[Stored data entries]
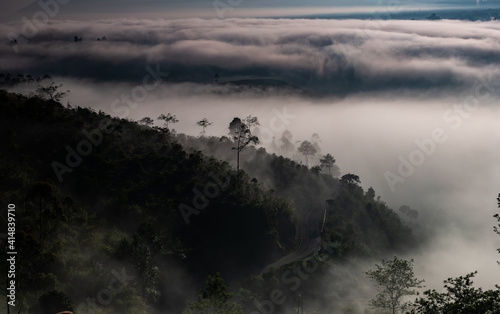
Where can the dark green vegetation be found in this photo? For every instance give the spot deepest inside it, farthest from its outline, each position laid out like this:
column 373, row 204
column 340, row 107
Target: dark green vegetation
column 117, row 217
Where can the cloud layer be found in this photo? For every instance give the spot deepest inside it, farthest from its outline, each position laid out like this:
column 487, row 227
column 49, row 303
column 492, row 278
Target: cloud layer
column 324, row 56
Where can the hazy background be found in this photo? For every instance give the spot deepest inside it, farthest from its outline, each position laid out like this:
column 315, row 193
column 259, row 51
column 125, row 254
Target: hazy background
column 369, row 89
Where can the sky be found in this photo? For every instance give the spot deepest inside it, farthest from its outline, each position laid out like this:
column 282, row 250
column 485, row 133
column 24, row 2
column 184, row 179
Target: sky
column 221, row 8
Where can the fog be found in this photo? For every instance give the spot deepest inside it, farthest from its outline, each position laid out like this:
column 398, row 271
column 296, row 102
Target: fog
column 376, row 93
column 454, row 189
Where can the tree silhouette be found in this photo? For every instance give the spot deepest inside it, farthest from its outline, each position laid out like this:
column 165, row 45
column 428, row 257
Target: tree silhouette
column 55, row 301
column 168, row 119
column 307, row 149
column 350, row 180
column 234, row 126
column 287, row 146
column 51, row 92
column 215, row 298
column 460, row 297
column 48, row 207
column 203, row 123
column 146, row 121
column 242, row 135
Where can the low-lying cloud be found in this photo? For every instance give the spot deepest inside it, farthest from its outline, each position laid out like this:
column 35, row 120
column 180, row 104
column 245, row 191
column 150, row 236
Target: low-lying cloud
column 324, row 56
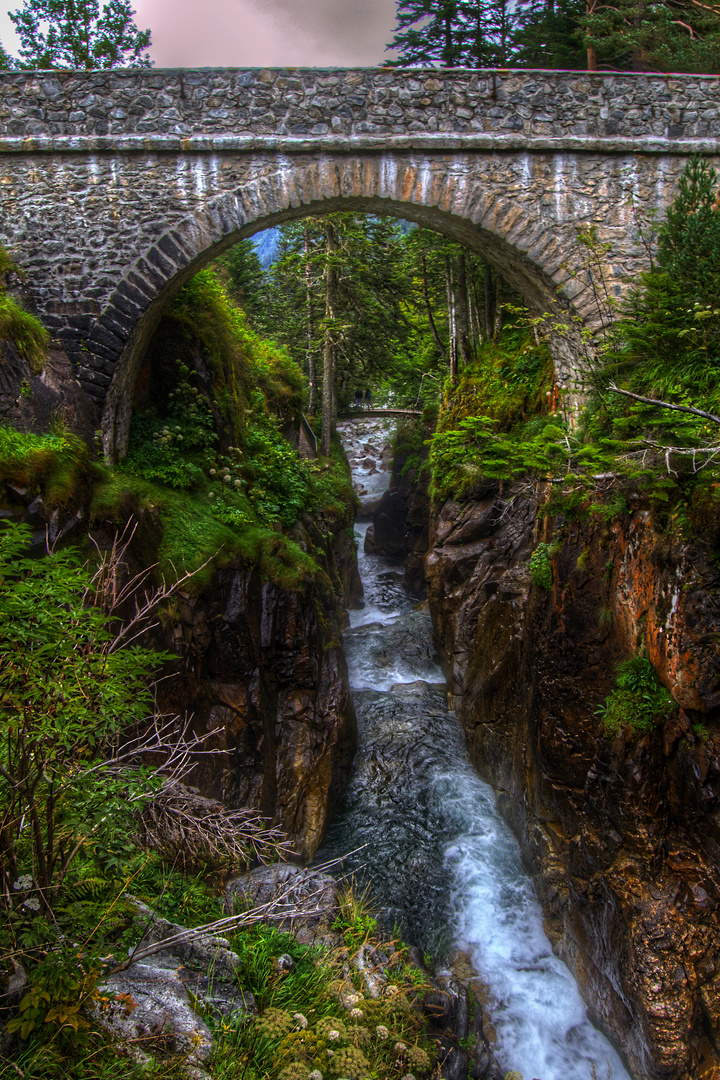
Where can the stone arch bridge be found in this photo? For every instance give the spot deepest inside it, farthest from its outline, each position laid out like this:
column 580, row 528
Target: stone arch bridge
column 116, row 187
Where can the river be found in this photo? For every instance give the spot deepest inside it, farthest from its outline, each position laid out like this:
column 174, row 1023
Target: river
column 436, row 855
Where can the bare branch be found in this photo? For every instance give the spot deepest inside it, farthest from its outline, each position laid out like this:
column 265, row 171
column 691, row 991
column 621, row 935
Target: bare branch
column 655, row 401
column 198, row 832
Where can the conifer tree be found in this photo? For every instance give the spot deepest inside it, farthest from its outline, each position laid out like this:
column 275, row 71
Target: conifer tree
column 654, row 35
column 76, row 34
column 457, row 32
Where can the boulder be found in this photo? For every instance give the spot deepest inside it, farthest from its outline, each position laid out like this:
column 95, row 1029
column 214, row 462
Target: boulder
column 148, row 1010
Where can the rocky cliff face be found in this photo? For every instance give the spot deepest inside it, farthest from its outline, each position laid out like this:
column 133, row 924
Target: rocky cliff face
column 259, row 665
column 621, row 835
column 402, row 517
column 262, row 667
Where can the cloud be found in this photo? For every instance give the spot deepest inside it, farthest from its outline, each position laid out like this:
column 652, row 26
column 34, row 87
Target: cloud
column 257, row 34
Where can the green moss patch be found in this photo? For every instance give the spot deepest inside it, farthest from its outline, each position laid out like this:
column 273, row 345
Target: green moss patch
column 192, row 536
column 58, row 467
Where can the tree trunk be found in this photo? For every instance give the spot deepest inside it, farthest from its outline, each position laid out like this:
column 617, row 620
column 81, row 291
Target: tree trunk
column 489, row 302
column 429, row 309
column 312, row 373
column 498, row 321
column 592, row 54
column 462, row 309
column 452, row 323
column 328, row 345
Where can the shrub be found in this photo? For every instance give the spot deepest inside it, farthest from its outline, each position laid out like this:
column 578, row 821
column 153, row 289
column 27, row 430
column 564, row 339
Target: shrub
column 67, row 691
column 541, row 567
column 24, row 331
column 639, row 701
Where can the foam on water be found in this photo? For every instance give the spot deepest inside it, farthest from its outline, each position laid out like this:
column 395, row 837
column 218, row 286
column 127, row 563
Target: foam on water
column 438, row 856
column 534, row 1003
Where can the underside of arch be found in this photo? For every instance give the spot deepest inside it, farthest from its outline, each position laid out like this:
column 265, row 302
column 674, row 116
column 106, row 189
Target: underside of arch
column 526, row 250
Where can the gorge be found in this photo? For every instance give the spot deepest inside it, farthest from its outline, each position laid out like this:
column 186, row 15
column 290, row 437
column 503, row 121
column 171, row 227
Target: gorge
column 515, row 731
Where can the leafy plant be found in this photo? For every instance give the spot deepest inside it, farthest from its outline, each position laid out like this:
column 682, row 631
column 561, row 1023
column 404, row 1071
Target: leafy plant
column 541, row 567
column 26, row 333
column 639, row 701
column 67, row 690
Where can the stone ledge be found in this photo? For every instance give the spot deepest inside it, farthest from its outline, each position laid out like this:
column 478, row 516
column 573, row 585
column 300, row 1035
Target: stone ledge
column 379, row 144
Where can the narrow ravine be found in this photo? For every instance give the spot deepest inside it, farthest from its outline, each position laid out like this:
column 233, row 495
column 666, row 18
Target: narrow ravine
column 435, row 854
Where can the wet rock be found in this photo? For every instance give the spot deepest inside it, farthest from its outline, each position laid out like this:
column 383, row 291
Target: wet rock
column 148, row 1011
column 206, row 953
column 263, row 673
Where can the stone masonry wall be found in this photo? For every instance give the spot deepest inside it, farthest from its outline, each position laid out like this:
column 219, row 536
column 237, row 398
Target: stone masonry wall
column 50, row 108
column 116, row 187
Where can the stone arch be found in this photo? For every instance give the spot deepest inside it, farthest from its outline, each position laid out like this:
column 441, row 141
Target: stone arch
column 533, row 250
...
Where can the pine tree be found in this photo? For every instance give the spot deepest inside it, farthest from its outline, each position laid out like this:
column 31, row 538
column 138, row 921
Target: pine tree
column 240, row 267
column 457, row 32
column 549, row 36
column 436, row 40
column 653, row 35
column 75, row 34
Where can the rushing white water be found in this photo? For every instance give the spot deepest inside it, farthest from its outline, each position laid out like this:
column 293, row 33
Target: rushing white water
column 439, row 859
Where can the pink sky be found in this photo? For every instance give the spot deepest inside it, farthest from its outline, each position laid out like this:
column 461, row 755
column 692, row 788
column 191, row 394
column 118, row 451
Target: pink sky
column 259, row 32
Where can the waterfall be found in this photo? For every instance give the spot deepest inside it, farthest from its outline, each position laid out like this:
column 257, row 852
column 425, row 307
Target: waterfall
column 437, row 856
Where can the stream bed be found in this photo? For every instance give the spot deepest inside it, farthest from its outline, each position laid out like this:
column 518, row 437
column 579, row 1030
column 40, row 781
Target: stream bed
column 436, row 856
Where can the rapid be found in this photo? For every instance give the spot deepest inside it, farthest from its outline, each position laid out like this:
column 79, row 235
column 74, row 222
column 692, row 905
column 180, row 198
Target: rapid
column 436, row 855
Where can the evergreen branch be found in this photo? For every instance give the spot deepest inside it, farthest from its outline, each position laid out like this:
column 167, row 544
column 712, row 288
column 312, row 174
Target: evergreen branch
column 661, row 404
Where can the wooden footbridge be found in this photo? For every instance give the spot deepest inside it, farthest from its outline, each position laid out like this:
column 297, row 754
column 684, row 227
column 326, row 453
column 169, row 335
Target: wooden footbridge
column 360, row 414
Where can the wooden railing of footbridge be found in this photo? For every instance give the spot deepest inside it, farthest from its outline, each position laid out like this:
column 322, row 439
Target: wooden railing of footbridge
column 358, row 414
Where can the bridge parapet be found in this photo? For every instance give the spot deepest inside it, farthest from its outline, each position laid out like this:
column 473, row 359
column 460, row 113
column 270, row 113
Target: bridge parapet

Your assignment: Looking at the records above, which lines contain "parapet"? Copy those lines.

Answer for the task:
Where can the bridge parapet be found in this photo? For every instance give the spot deepest inside it, farthest from its outline, each position laid out like this:
Target: bridge parapet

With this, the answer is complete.